▸ **Exercise objective**
Rewrite the material below, replacing every occurrence of "pointer" with "annotator" and leaving everything else unchanged.
┌──
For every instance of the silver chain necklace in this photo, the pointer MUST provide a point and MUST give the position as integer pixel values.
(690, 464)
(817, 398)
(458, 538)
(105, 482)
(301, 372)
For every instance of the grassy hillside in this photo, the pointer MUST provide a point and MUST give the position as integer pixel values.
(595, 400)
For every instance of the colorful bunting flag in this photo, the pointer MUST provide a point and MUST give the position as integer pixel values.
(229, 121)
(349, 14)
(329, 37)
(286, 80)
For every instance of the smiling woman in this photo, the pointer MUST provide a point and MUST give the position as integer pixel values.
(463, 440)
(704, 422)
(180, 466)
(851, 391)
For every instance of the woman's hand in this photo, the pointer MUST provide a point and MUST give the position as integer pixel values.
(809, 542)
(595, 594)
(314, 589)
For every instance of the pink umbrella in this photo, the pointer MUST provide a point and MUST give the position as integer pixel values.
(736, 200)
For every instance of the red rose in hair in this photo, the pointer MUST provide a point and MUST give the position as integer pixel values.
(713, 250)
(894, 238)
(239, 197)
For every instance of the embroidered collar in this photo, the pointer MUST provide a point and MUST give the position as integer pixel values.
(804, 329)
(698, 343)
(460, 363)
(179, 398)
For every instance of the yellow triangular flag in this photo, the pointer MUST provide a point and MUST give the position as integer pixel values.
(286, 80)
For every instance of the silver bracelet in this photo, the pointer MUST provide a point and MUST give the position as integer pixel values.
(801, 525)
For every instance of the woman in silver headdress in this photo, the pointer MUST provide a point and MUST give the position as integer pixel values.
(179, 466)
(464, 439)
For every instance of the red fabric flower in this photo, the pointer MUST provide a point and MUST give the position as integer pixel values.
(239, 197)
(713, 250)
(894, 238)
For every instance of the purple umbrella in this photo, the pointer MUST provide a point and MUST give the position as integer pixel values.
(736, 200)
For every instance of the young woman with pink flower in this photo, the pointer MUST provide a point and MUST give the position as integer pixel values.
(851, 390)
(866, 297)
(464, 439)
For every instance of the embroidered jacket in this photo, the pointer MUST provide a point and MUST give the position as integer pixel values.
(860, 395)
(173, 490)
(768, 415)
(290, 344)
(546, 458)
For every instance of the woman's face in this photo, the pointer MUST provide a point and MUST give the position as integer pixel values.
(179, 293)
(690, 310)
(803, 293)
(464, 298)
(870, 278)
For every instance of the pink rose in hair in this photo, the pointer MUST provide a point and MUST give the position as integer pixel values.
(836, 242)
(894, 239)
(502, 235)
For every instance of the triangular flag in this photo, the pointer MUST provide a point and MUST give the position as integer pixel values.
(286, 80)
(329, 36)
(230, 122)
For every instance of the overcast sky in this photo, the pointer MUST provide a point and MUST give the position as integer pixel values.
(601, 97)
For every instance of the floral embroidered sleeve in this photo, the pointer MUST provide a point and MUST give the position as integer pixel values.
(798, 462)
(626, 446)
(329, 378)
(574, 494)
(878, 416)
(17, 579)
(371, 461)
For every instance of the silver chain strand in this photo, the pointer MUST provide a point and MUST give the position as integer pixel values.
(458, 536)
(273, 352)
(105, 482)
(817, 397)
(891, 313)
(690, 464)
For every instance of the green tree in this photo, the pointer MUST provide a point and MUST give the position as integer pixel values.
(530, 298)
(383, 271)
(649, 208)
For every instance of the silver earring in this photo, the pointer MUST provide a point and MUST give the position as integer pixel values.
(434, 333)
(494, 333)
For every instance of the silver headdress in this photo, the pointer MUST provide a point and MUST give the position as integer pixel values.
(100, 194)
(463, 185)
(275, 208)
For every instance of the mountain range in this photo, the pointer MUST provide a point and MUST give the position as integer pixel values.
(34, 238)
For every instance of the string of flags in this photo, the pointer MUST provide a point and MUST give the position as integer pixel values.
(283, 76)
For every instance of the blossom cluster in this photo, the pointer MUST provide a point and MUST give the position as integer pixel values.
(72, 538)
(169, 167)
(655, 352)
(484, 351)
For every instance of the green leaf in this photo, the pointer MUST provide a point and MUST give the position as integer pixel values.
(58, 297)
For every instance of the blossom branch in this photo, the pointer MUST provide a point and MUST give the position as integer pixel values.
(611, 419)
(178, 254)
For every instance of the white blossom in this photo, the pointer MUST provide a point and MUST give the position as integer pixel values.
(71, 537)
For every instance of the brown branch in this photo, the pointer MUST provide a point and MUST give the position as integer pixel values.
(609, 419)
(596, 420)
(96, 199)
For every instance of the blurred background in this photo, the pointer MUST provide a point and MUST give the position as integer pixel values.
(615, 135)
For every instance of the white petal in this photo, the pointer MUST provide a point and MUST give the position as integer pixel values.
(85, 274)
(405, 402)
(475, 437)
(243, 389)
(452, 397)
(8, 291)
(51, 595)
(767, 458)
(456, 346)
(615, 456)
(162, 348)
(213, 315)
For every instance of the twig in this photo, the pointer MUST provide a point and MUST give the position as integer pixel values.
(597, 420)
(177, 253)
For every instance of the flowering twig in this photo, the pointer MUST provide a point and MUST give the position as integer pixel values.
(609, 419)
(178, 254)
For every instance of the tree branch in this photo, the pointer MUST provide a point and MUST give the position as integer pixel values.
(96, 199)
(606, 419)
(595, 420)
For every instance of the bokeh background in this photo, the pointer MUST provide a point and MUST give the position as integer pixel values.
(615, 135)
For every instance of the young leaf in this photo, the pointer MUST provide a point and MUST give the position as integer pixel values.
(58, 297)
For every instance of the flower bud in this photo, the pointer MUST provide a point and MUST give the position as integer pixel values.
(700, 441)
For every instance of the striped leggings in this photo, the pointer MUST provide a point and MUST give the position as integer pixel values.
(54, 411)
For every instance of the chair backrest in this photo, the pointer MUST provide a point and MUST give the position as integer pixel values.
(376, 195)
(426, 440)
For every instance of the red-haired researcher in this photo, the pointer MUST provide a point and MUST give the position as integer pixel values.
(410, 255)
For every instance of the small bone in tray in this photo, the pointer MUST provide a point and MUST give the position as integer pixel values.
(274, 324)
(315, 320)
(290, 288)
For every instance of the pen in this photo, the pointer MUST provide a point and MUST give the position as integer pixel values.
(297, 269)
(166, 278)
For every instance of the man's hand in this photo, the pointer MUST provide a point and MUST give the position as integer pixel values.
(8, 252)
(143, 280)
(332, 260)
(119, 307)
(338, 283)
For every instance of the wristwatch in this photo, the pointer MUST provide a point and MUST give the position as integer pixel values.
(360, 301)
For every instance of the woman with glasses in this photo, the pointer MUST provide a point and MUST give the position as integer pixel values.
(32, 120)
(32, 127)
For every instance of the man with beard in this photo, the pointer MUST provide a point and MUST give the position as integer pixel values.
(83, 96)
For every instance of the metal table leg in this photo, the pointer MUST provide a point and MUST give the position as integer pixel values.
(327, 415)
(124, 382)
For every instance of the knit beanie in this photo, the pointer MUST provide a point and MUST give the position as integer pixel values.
└──
▸ **Written answer**
For every instance of the silver chain necklace in this photo, the annotator MUST provide a point and MUST give the position as integer pixel values.
(690, 464)
(817, 398)
(458, 538)
(105, 482)
(301, 372)
For every instance of the grassy hillside in this photo, the annotator MUST provide a point and MUST give the position as integer pixel values.
(595, 400)
For every instance of the colorful bunting flag in this photo, the annotator MUST provide a point and MUST give the position as integer pixel values.
(229, 121)
(349, 14)
(329, 37)
(286, 80)
For every instance of the smiling woman in this photo, the annotator MUST provide a point and MUST give the position as integer pixel values.
(463, 440)
(704, 422)
(180, 466)
(851, 391)
For every instance of the woman's hand in this photo, the annotator MUST provide a point and MUST give the position as integer pixel values.
(809, 542)
(595, 594)
(314, 589)
For every instance of the pink umbrella in this photo, the annotator MUST provide a point and MUST give the position as integer pixel values.
(736, 200)
For every instance of the red rose in hair in this photo, the annotator MUST provide a point and MUST give the position as integer pixel values.
(713, 250)
(894, 238)
(239, 197)
For every instance of the embroidered collar in this photo, the annotator MUST provide a point and MUST give the position as integer pixel values.
(804, 329)
(698, 343)
(460, 363)
(179, 398)
For every instance of the yellow triangular flag in this photo, the annotator MUST provide a point and MUST give the position as integer pixel values.
(286, 80)
For every instance of the silver bracelet in this photo, the annotator MUST provide a point and MUST give the position as integer pixel values.
(801, 525)
For every instance of the woman in silver headdress in this photo, the annotator MUST provide a point and MUST give the position as integer pixel values.
(179, 466)
(464, 439)
For every instance of the red fabric flower in this photo, the annotator MUST provide a point and MUST give the position as integer pixel values.
(239, 197)
(713, 250)
(894, 238)
For every instance of the purple umbrella in this photo, the annotator MUST provide a point and MUST give the position as integer pixel values.
(736, 200)
For every instance of the young woman with pink flower in this photo, the annotator MUST provide a point and MUST give the position as integer pixel values.
(851, 390)
(866, 297)
(464, 439)
For every instance of the embroidered jacket in this photo, the annotator MUST provide a point and MUST give the position as integer pixel values.
(860, 395)
(173, 490)
(768, 415)
(290, 344)
(546, 458)
For every instance of the woman's face in this photo, the annotator MUST provide a point and MUST give the position as integer pixel values.
(179, 293)
(690, 310)
(803, 293)
(464, 298)
(870, 278)
For every instance of the pink rose in hair in this photo, the annotator MUST provide a point and MUST give the position as integer pixel values.
(836, 242)
(894, 239)
(502, 235)
For every instance of the triangular flag in this photo, the annotator MUST provide a point and MUST give the position as integer pixel values.
(286, 80)
(329, 36)
(230, 122)
For every instance of the overcast sky in this photo, the annotator MUST provide a point and MUST give the position as integer pixel values.
(601, 97)
For every instance of the floral embroidered sleeve in this photo, the annotator MUST provide a point and MUST give the position as integer pixel values.
(798, 462)
(626, 446)
(329, 378)
(574, 494)
(878, 416)
(17, 579)
(371, 461)
For every instance of the silver chain strand in this photo, the annotator MUST provide a point and MUST give the position as integer pixel values.
(458, 536)
(273, 352)
(105, 482)
(817, 397)
(891, 313)
(690, 464)
For every instance of the green tree in this photo, the annotator MUST provide a point and MUST give the position as integer pixel values.
(530, 298)
(383, 271)
(649, 208)
For every instance of the silver earring in this photo, the annotator MUST provide a point and MUST give the position as integer pixel values.
(434, 333)
(494, 333)
For every instance of the silver headdress in this photo, the annotator MUST provide a point and MUST give the position as integer pixel values.
(100, 194)
(463, 185)
(275, 208)
For every instance of the mountain range in this photo, the annotator MUST provide a point and MUST give the position as integer pixel values.
(34, 238)
For every instance of the string of flags in this photo, the annotator MUST provide a point and MUST give the position as integer pixel values.
(283, 76)
For every instance of the blossom cluster in this photo, the annotator MUST provide a point and MUST give the position as integer pixel values.
(72, 538)
(169, 167)
(655, 352)
(484, 351)
For every instance of the green leaf in this photo, the annotator MUST provide a point and MUST give the position as integer pixel values.
(58, 297)
For every instance of the blossom branch in this photo, the annotator MUST provide a point and MUST give the position as integer pixel values.
(611, 419)
(178, 254)
For every instance of the white blossom in this photo, the annotator MUST provide a point and MUST give the position as integer pixel values.
(71, 537)
For every instance of the brown branch in this photo, the annotator MUST provide a point and MUST give the position as integer pixel values.
(609, 419)
(596, 420)
(96, 199)
For every instance of the blurred background in this photo, the annotator MUST provide a point and MUST give the position as integer pixel values.
(615, 135)
For every instance of the white petal in this photo, the annotator MUST provide a point and MUST give the position as integer pixel values.
(85, 274)
(405, 402)
(475, 437)
(243, 389)
(452, 397)
(8, 291)
(51, 595)
(767, 458)
(456, 346)
(615, 456)
(162, 348)
(213, 315)
For every instance of the twig in this photo, the annotator MUST provide a point and MUST give the position as integer pixel values.
(597, 420)
(177, 253)
For every instance of the flowering twig in this photo, the annotator MUST provide a point and MUST give the position as integer pixel values.
(609, 419)
(178, 254)
For every instance of the tree branch in this photo, the annotator MUST provide a point and MUST give the position as integer pixel values.
(96, 199)
(606, 419)
(595, 420)
For every instance of the bokeh background in this photo, the annotator MUST provide a point and MUST give the position as integer pixel values.
(615, 135)
For every instance of the young leaf in this photo, the annotator MUST provide a point and MUST give the position as integer pixel values.
(58, 297)
For every instance of the flower bud in this photo, the annotator MUST provide a point and MUST give the position as integer pixel values.
(700, 441)
For every instance of the striped leggings in this photo, the annotator MUST provide a point and MUST give the position as integer pixel values.
(54, 411)
For every instance of the chair backrest in this photo, the annotator MUST provide a point and MUST give the position as integer pixel values.
(376, 195)
(426, 440)
For every instance of the red-haired researcher in this photo, the annotator MUST provide a point and MUST give the position as integer pixel values.
(410, 255)
For every instance of the small bone in tray in this photo, the annotator MUST provide a point and MUST give the position as integer pixel values.
(274, 324)
(315, 320)
(290, 288)
For every instance of the pen in this photo, the annotator MUST provide a point and MUST give the position as integer pixel values.
(297, 269)
(166, 278)
For every instance of the man's hand in this photo, the annotator MUST provide a point and MUST give the position as integer pixel values.
(8, 252)
(143, 280)
(332, 260)
(119, 307)
(338, 283)
For every instance of the wristwatch in this photo, the annotator MUST provide a point and MUST give the position as integer pixel values.
(360, 301)
For every instance of the woman with glasses in this photo, the annotator MUST provide a point and MUST give the position as integer pixel values.
(32, 120)
(32, 127)
For every instance of the man with beard in this photo, the annotator MUST provide a point and MUST give the position as integer pixel values.
(83, 96)
For every instance of the metal table leg in this photo, the annotator MUST provide a point and MUST give the position as integer pixel values.
(327, 415)
(124, 382)
For every instance of the knit beanie in this photo, the annotator MUST provide a point and MUST give the position as integer pixel values.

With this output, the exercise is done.